- [Brief]: Each line of the data that mentions the string "shoe" needs to be identified and copied.

[Dataset entries]
%%

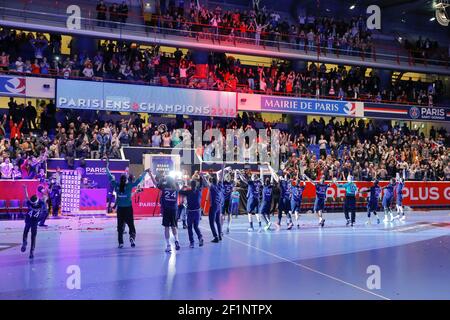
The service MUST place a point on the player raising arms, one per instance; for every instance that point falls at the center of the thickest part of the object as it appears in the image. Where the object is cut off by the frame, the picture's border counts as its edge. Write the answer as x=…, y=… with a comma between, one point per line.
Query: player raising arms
x=350, y=199
x=321, y=193
x=372, y=202
x=387, y=200
x=193, y=202
x=216, y=192
x=253, y=194
x=169, y=206
x=399, y=196
x=228, y=186
x=284, y=206
x=267, y=195
x=296, y=199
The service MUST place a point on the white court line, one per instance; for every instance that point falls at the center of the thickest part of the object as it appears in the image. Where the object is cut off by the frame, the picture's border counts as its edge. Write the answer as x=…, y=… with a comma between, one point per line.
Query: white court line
x=306, y=267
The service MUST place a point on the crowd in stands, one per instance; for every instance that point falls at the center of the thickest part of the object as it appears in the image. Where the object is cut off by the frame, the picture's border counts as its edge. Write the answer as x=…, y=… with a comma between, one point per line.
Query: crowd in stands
x=426, y=49
x=263, y=27
x=333, y=149
x=129, y=62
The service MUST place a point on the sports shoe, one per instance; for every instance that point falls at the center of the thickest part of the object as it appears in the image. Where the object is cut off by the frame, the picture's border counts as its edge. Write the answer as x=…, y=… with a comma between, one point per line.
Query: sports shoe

%%

- [Your solution]:
The service MUST place a point on the sports shoe, one per instance; for every instance that point falls at the center of the thickest part of the object as it appears in the image. Where the object is cut off by the frame, the picture's border counts as its edge. Write the answer as x=…, y=… with a comma between, one point per line.
Query: sports shoe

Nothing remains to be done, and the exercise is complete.